-- Document excerpt --
╭──

Editor’s note: The following dialogue came from an interview with Diane Morrow about Elizabeth Oates book If You Could See as Jesus Sees.
Q: If You Could See as Jesus Sees was written to reach women who struggle with self-worth. How common is this problem?
I think most women—from ages ten to one hundred—wrestle with feelings of inadequacy, doubt, worthlessness, hopelessness, and even self-loathing at some point in their lives. We scorn our bodies, our faces, or our hair. Maybe we even dislike ourselves at our core: our personalities, our gifts, our talents, and our souls. So we spend days, if not years, comparing ourselves to our friends or media celebrities and daydreaming about a different life. Eventually, we morph into an existence vaguely similar to ourselves, yet not quite us.
We alter our behavior to please others. We dress like our friends or emulate what we see in InStyle magazine. We may even change our appearance through plastic surgery. Before we know it, we are just an empty shell of our true selves, mere impostors of the women God created.

╰──

Continue the interview excerpt about women's struggles with self-worth, picking up after its last sentence.

-- Exercise data --

╭──

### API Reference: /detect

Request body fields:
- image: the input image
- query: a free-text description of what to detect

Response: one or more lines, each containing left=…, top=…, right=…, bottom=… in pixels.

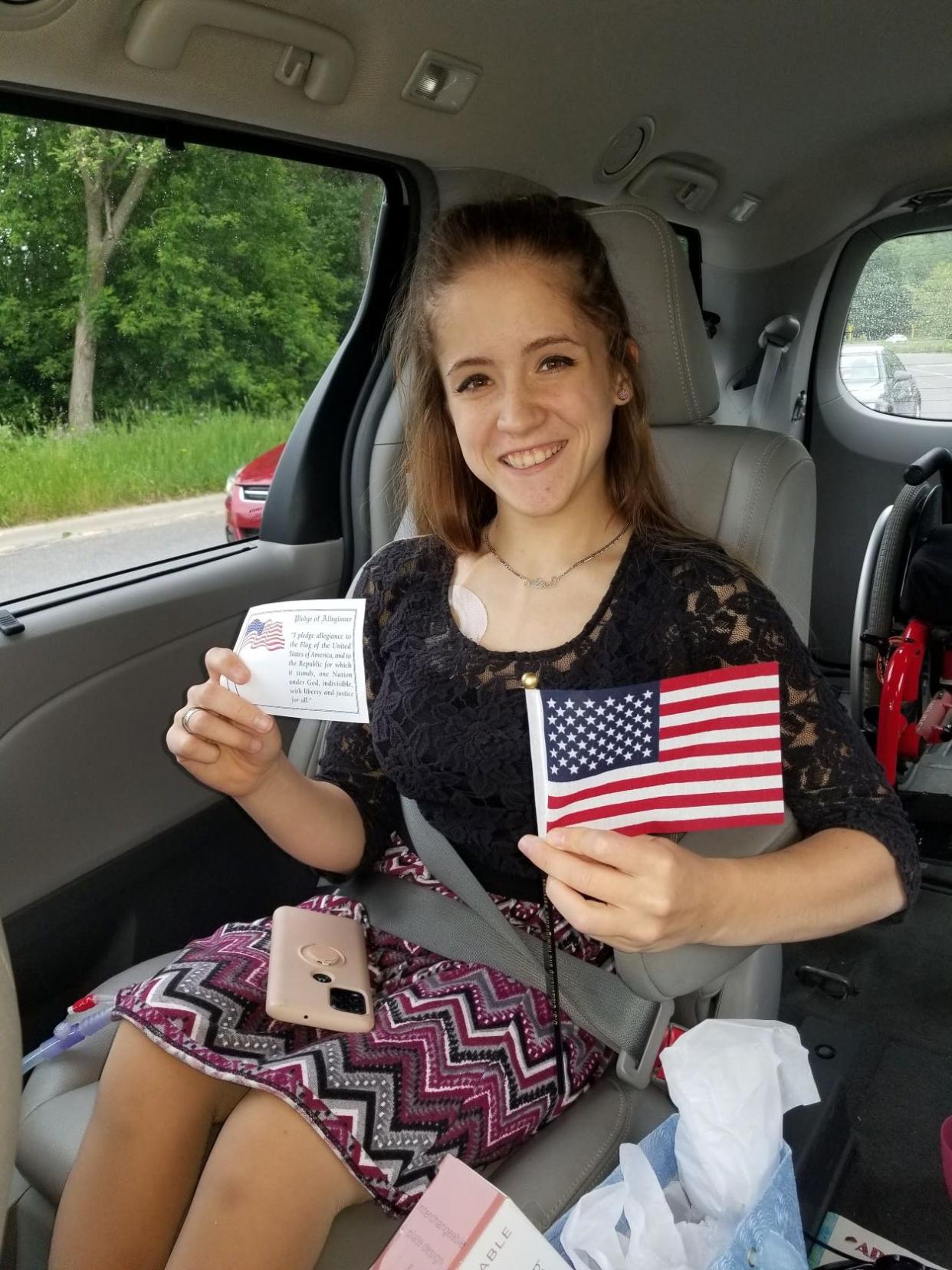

╰──

-- Result --
The details vary from woman to woman. Yet, for each of us, a common thread weaves through our stories: the grand story of the fall. Think back to Eve in the Garden of Eden. She lived in paradise with her loving husband, Adam, and her devoted God. They enjoyed constant fellowship with their Creator. Then the deceitful serpent entered the stage. Listening to his empty promises and twisted propaganda, Eve succumbed to his lies, and women have been believing those lies ever since. We view ourselves through our own distorted lenses of self-loathing, ugliness, shame, and discontentment instead of Jesus’ lenses of love, beauty, redemption, and generosity.
Q: The topic of social media comes up often in this book. How do Facebook, Instagram, Twitter, and other social media sites negatively affect some women?
A: Have you ever mindlessly surfed Facebook, only to shut your laptop, feeling lonely, useless, and discouraged? It’s tough not to succumb to jealousy, envy, greed—and even despair—when we are inundated with our friends’ vacation photos, dream homes, new cars, job promotions, and all the other exciting things people want to celebrate. We are left feeling as if we are living a less-than-stellar life. For the woman who already struggles with a negative self-image, those posts are a constant reminder of the many ways she doesn’t measure up.
Social media has become a driving force in our culture, but it doesn’t reflect reality. It’s the highlight reel. We see people living life seamlessly—the perfect family, the perfect house, the perfect job, the perfect faith—and we wonder, “What am I doing wrong? Why am I not married yet? Why am I not pregnant yet? Why don’t I live in my dream home?”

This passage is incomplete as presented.